* _Given problem_
Turn the listing below into a numbered list with one entry per line, omitting any blank lines.

Part of a data file:

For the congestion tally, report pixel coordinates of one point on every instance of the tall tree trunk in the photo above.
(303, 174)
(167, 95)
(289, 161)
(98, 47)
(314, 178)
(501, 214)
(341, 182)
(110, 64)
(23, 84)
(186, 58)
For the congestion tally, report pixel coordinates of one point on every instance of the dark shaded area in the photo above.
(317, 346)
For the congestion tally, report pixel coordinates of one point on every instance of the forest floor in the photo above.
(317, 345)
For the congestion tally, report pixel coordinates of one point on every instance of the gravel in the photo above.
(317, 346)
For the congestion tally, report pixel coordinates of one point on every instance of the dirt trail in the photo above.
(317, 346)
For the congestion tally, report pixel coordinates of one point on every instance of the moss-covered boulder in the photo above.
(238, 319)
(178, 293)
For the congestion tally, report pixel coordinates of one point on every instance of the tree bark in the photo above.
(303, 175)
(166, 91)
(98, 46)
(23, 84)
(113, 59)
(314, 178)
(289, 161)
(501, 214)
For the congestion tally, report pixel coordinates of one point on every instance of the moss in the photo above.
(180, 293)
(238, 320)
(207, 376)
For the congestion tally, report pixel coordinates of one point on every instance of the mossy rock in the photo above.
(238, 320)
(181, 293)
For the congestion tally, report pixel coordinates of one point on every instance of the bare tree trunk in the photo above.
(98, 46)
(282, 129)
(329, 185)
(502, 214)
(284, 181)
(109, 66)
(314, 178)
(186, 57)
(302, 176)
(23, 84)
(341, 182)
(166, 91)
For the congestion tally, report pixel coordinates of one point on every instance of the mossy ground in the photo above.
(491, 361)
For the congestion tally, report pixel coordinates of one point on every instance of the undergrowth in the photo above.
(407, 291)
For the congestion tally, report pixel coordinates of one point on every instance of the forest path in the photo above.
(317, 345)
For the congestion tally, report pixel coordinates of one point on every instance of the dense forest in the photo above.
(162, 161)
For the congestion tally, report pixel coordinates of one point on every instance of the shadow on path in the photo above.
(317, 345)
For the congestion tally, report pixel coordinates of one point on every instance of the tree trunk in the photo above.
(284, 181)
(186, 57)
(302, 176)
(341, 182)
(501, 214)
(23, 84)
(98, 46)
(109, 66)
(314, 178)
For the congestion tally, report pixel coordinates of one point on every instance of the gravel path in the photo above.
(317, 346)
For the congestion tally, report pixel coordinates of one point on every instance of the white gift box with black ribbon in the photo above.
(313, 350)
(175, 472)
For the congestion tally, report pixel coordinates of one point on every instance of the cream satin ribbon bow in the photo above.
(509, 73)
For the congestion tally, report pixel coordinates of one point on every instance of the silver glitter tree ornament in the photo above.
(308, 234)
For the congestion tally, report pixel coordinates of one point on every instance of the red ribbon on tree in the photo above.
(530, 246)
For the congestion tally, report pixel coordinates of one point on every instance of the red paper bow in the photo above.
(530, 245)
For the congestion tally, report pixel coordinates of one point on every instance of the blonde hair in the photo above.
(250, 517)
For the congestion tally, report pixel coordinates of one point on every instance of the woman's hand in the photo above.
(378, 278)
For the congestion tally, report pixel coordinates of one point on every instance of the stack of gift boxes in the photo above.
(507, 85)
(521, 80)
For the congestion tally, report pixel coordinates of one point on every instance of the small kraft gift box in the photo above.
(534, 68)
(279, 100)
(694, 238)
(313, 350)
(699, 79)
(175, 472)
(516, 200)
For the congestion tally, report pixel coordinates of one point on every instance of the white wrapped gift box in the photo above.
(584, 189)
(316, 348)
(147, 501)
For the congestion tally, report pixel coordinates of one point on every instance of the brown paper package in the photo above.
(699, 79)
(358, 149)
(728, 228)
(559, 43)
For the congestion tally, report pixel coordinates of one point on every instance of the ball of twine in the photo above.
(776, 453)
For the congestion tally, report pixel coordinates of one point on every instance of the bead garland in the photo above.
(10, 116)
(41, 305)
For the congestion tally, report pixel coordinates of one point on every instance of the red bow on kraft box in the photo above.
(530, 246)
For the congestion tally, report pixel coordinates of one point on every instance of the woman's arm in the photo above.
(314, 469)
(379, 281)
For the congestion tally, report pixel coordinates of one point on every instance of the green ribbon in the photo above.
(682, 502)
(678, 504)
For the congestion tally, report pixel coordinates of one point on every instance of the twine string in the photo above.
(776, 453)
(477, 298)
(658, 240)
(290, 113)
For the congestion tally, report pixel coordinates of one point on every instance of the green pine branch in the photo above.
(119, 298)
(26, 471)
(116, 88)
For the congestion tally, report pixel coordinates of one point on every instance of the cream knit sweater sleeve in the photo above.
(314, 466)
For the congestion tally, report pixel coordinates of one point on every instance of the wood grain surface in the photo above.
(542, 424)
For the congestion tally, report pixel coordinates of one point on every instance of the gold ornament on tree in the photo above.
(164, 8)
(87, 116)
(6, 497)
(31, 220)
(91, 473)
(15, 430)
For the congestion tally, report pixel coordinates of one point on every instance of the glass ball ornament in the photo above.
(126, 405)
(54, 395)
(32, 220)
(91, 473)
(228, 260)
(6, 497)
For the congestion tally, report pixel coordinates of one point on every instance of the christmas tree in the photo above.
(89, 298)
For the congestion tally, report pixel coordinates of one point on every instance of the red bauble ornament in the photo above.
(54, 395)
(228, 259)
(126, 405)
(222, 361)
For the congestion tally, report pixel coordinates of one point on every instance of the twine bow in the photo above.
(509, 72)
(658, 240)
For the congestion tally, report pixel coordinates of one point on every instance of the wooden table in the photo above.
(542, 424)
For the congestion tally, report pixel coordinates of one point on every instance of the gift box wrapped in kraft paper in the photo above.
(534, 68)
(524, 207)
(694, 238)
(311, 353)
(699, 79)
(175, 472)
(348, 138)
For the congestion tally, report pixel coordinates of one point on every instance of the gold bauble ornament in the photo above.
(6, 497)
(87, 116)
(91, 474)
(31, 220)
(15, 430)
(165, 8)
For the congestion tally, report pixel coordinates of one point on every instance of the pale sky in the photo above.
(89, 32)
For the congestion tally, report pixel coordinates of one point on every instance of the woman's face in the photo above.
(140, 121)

* _Answer_
1. For the congestion tally, report pixel coordinates of one point on every instance of the tall tree trunk in the photo above.
2. (303, 174)
3. (167, 95)
4. (289, 161)
5. (98, 47)
6. (314, 178)
7. (501, 214)
8. (341, 182)
9. (110, 64)
10. (23, 84)
11. (186, 58)
12. For the congestion tally, report pixel coordinates of one point on every instance of the dark shaded area in the photo above.
13. (317, 346)
14. For the congestion tally, report pixel coordinates of one point on every instance of the forest floor in the photo above.
15. (317, 345)
16. For the congestion tally, report pixel coordinates of one point on every instance of the gravel in the photo above.
17. (317, 346)
18. For the congestion tally, report pixel coordinates of one point on every instance of the dirt trail in the photo above.
19. (317, 346)
20. For the congestion tally, report pixel coordinates of one point on every instance of the moss-covered boulder in the photo above.
21. (238, 319)
22. (178, 293)
23. For the congestion tally, report pixel coordinates of one point on every instance of the tree bark in the photo above.
24. (303, 175)
25. (166, 91)
26. (98, 46)
27. (23, 84)
28. (113, 59)
29. (314, 178)
30. (289, 161)
31. (501, 214)
32. For the congestion tally, report pixel coordinates of one point on every instance of the moss in the photo above.
33. (180, 293)
34. (238, 320)
35. (207, 376)
36. For the congestion tally, report pixel coordinates of one point on every instance of the mossy rock in the photo above.
37. (238, 320)
38. (181, 293)
39. For the congestion tally, report pixel coordinates of one point on every instance of the bare tree trunk in the photo above.
40. (98, 46)
41. (282, 129)
42. (329, 185)
43. (502, 214)
44. (284, 181)
45. (109, 66)
46. (314, 178)
47. (186, 57)
48. (302, 176)
49. (23, 84)
50. (341, 182)
51. (166, 91)
52. For the congestion tally, report pixel coordinates of one point on every instance of the mossy ground in the photo above.
53. (491, 361)
54. For the congestion tally, report pixel coordinates of one point on every instance of the undergrowth in the photo above.
55. (407, 291)
56. For the congestion tally, report pixel coordinates of one point on every instance of the forest path in the photo above.
57. (317, 345)
58. For the congestion tally, report pixel coordinates of one point on every instance of the dense forest in the photo above.
59. (162, 161)
60. For the congestion tally, report pixel coordinates of one point on every instance of the shadow on path in the photo above.
61. (317, 345)
62. For the congestion tally, report pixel coordinates of one point on every instance of the tree trunk in the photo above.
63. (284, 181)
64. (186, 57)
65. (302, 176)
66. (341, 182)
67. (501, 214)
68. (23, 84)
69. (98, 46)
70. (109, 66)
71. (314, 178)
72. For the congestion tally, report pixel coordinates of one point on every instance of the gravel path in the photo above.
73. (317, 346)
74. For the congestion tally, report pixel coordinates of one point on every instance of the white gift box with black ribbon in the photo above.
75. (313, 350)
76. (175, 472)
77. For the congestion tally, report pixel coordinates of one point on every instance of the cream satin ribbon bow in the photo above.
78. (509, 73)
79. For the congestion tally, report pixel coordinates of one point on every instance of the silver glitter tree ornament in the photo above.
80. (308, 234)
81. For the congestion tally, report pixel coordinates of one point on every instance of the red ribbon on tree in the photo above.
82. (530, 246)
83. For the congestion tally, report pixel coordinates of one point on every instance of the red paper bow in the photo above.
84. (530, 245)
85. For the congestion tally, report pixel coordinates of one point on every instance of the blonde hair in the photo above.
86. (250, 517)
87. For the congestion tally, report pixel coordinates of one point on every instance of the woman's hand in the photo above.
88. (378, 278)
89. For the congestion tally, report pixel coordinates of one point on every instance of the stack of gift boxes in the photo above.
90. (507, 85)
91. (521, 80)
92. For the congestion tally, report pixel coordinates of one point on every instance of the small kraft gift box in the photo above.
93. (534, 68)
94. (279, 100)
95. (694, 238)
96. (313, 350)
97. (699, 79)
98. (175, 472)
99. (516, 200)
100. For the congestion tally, report pixel coordinates of one point on every instance of the white wrapped gift box in the photo above.
101. (584, 189)
102. (316, 348)
103. (147, 501)
104. For the congestion tally, report pixel coordinates of one point on every instance of the brown paper package in the photo above.
105. (699, 79)
106. (358, 149)
107. (728, 228)
108. (559, 43)
109. For the congestion tally, report pixel coordinates of one point on every instance of the ball of twine in the photo above.
110. (776, 453)
111. For the congestion tally, report pixel coordinates of one point on every instance of the bead garland in the photo above.
112. (10, 116)
113. (41, 305)
114. For the congestion tally, report pixel coordinates of one point on every instance of the red bow on kraft box in the photo above.
115. (530, 246)
116. For the congestion tally, report pixel coordinates of one point on every instance of the woman's arm in the photo above.
117. (314, 469)
118. (379, 281)
119. For the congestion tally, report pixel coordinates of one point on every instance of the green ribbon in the photo above.
120. (682, 502)
121. (678, 504)
122. For the congestion tally, report pixel coordinates of one point on every instance of the twine string in the photo above.
123. (776, 453)
124. (477, 298)
125. (658, 240)
126. (290, 113)
127. For the congestion tally, report pixel coordinates of one point on every instance of the green pine branch in the photo above.
128. (119, 298)
129. (26, 471)
130. (116, 88)
131. For the congestion tally, report pixel coordinates of one point on every instance of the cream knit sweater sleeve in the photo above.
132. (314, 466)
133. For the congestion tally, report pixel coordinates of one point on every instance of the wood grain surface in the photo above.
134. (542, 424)
135. For the congestion tally, report pixel coordinates of one point on every instance of the gold ornament on tree in the photo above.
136. (164, 8)
137. (87, 116)
138. (6, 497)
139. (31, 220)
140. (91, 473)
141. (15, 430)
142. For the congestion tally, report pixel coordinates of one point on every instance of the glass ball ornament in the photo above.
143. (126, 405)
144. (54, 395)
145. (32, 220)
146. (91, 473)
147. (228, 260)
148. (6, 497)
149. For the congestion tally, report pixel coordinates of one point on every instance of the christmas tree in the photo above.
150. (89, 298)
151. For the congestion tally, report pixel coordinates of one point on every instance of the red bauble ornament in the photo above.
152. (54, 395)
153. (228, 259)
154. (126, 405)
155. (222, 361)
156. For the congestion tally, report pixel coordinates of one point on every instance of the twine bow in the photo above.
157. (509, 72)
158. (658, 240)
159. For the congestion tally, report pixel coordinates of one point on every instance of the wooden table in the photo above.
160. (542, 424)
161. For the congestion tally, report pixel coordinates of one point on every instance of the gift box wrapped in kraft paper in the photo above.
162. (534, 68)
163. (524, 207)
164. (694, 238)
165. (311, 353)
166. (699, 79)
167. (175, 472)
168. (348, 138)
169. For the congestion tally, report pixel coordinates of one point on every instance of the gold bauble ornament in the photo above.
170. (6, 497)
171. (87, 116)
172. (91, 474)
173. (31, 220)
174. (15, 430)
175. (165, 8)
176. For the congestion tally, report pixel coordinates of one point on every instance of the pale sky in the photo above.
177. (89, 32)
178. For the congestion tally, report pixel coordinates of one point on every instance of the woman's face in the photo above.
179. (140, 121)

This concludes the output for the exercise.